September is National Preparedness Month, and those preparations extend to the science areas of the Lab. Last year the Lab was faced with several Public Safety Power Shutoffs (PSPS) which provided unique challenges to a large scientific community such as the Lab. This week we talk with two of the Mission Support Officers who went through the PSPS experience last year and have been preparing for more this season.
Nikki Humphreys is Area Deputy for Biosciences and Operations Deputy for the Environmental Genomics & Systems Biology Division and the Molecular Biophysics and Integrated Bioimaging Division. She spent many hours last October in the Lab’s Emergency Operations Center (EOC) preparing for a shutoff of power, then more hours bringing the equipment within Biosciences safely back on line.
Had you ever worked within the EOC before either in a drill or for an actual event? If so, what was that experience like compared to the PSPS?
Last year’s PSPS event was my first experience working within the EOC.
You support several lab locations. How did that complicate planning for a power shut off?
At this time last year, the Biosciences Area was located in 14 different locations that spanned the Lab’s main campus, Donner Hall on campus, Aquatic Park in West Berkeley, Emery Station East in Emeryville, and the JGI in Walnut Creek. Luckily, the PSPS was focused on Hill locations, Donner, and the JGI. However, this required coordination with UC Berkeley while also keeping a watchful eye on conditions in Walnut Creek.
What key learning are you carrying over from last year into planning for this year?
The Essential Personnel and Equipment Lists proved to be instrumental during last year’s PSPS event. Conversations and connections with researchers helped me understand their critical infrastructure needs, for example the continuous helium supply required to cool the Magnetic Resonance Imaging system. I stored phone numbers for individuals responsible for these critical systems in my mobile for easy access. Maintaining updated lists and maintaining open communication will be key in managing this year’s activities.

**SUPPLIED ENTRIES:**
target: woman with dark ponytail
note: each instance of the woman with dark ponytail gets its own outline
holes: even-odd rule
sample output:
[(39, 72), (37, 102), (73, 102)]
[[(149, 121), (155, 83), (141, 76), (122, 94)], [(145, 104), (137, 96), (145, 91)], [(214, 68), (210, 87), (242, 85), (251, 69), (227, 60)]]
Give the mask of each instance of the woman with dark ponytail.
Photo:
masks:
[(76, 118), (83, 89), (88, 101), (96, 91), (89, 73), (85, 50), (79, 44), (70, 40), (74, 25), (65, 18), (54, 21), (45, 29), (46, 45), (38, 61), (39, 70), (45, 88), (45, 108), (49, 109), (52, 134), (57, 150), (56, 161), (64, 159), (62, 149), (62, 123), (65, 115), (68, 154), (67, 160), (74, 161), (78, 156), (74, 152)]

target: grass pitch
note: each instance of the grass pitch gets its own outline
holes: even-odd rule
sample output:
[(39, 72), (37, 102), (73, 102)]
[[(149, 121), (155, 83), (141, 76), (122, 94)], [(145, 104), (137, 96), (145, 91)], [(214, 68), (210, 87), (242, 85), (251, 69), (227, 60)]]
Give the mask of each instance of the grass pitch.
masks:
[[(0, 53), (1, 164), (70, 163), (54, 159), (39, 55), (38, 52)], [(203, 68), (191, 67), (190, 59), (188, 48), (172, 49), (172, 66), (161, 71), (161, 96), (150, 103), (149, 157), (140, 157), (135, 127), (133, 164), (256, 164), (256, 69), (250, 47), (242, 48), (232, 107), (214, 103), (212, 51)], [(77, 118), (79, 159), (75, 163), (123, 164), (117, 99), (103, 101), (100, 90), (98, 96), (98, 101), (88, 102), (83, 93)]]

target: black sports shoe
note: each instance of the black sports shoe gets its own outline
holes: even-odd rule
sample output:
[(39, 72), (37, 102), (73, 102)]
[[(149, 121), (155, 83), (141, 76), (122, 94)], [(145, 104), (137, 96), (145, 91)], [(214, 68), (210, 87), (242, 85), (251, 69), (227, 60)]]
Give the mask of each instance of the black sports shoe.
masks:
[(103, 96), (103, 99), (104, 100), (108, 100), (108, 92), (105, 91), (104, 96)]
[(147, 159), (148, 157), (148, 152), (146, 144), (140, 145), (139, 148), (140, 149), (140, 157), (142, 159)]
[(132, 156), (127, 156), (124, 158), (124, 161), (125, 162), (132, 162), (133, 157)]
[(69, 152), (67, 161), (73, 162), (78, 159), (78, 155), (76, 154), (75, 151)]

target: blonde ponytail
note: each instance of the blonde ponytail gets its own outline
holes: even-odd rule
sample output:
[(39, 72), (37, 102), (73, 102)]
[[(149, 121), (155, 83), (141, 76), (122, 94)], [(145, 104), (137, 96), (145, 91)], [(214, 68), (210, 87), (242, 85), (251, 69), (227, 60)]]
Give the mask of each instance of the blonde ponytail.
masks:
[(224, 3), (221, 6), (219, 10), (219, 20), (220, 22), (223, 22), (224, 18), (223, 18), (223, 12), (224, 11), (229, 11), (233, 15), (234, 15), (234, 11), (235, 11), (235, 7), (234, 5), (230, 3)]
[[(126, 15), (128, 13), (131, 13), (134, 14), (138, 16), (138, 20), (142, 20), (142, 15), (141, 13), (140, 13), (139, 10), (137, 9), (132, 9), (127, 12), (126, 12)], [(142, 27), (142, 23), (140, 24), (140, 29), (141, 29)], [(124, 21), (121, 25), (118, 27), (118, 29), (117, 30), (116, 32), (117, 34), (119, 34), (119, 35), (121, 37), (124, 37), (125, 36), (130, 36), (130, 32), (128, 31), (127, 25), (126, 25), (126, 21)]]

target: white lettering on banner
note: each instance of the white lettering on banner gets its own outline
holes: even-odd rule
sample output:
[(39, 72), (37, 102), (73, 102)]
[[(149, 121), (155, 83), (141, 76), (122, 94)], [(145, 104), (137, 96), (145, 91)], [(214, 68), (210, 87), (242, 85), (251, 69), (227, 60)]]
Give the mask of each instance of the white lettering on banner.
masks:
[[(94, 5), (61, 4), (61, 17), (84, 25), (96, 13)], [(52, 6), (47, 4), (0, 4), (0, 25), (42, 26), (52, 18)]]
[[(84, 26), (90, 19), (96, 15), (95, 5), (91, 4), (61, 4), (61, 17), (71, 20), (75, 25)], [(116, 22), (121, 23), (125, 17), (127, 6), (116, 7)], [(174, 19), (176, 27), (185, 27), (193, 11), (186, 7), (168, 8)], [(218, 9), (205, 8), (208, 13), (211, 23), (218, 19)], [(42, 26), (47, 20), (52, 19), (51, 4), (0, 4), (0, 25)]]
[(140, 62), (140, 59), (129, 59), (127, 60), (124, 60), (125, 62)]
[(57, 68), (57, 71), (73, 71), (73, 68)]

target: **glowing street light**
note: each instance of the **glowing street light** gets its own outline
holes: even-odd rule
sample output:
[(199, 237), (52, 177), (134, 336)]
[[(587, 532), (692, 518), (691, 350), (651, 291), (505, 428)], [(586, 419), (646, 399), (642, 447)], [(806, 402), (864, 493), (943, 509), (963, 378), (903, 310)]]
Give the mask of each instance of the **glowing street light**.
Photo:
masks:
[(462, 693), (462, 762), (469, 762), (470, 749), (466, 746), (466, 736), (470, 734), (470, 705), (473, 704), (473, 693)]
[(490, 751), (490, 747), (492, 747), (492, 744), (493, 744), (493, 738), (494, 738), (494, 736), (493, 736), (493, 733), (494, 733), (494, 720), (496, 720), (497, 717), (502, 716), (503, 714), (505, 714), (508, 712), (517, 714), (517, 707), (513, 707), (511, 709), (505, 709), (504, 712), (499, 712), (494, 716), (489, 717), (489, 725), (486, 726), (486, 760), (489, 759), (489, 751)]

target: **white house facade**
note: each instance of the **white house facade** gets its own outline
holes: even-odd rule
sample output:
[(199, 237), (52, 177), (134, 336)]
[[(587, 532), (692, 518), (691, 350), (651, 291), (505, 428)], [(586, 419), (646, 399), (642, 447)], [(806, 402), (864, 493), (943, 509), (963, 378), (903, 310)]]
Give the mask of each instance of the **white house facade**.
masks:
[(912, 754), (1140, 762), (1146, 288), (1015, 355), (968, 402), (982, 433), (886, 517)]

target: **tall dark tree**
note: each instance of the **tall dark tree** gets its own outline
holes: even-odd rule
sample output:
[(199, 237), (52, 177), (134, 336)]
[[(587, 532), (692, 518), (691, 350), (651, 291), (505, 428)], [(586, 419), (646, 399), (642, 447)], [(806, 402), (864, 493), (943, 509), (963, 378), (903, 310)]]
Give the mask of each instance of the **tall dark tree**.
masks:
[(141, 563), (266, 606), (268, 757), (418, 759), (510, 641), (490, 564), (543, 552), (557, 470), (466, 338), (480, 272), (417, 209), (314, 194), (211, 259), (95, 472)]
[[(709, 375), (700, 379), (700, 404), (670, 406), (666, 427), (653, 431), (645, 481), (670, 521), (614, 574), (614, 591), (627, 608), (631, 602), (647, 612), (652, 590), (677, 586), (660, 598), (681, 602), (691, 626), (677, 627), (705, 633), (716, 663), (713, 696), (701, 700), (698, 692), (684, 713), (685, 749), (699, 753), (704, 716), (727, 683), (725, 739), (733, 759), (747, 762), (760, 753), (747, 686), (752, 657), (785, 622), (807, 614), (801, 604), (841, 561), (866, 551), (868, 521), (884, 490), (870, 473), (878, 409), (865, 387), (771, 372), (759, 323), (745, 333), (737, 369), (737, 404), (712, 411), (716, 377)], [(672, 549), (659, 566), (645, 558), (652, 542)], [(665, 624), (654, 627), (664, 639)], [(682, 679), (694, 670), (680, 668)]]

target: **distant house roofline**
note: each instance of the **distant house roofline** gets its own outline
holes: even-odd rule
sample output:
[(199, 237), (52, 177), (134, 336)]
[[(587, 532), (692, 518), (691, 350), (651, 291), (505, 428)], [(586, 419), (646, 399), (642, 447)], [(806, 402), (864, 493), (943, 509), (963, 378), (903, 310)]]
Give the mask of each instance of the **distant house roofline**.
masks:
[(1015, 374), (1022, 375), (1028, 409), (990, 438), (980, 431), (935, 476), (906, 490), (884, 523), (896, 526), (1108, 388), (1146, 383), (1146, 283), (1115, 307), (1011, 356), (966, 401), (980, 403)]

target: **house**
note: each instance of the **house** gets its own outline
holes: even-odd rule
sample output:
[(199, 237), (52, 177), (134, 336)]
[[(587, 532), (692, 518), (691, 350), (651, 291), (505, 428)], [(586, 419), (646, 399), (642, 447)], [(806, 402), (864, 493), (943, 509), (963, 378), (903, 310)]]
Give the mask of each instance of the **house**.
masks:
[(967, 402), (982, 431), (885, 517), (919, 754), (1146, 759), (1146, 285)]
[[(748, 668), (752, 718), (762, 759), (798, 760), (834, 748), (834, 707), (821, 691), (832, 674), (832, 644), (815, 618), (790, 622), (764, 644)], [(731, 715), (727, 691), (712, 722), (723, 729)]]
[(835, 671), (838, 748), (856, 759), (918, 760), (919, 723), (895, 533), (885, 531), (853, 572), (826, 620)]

**WHAT TO PRODUCE:**
In the Public Safety Power Shutoff interview, which system needed a continuous helium supply to stay cool?

**TASK ANSWER:**
The Magnetic Resonance Imaging system.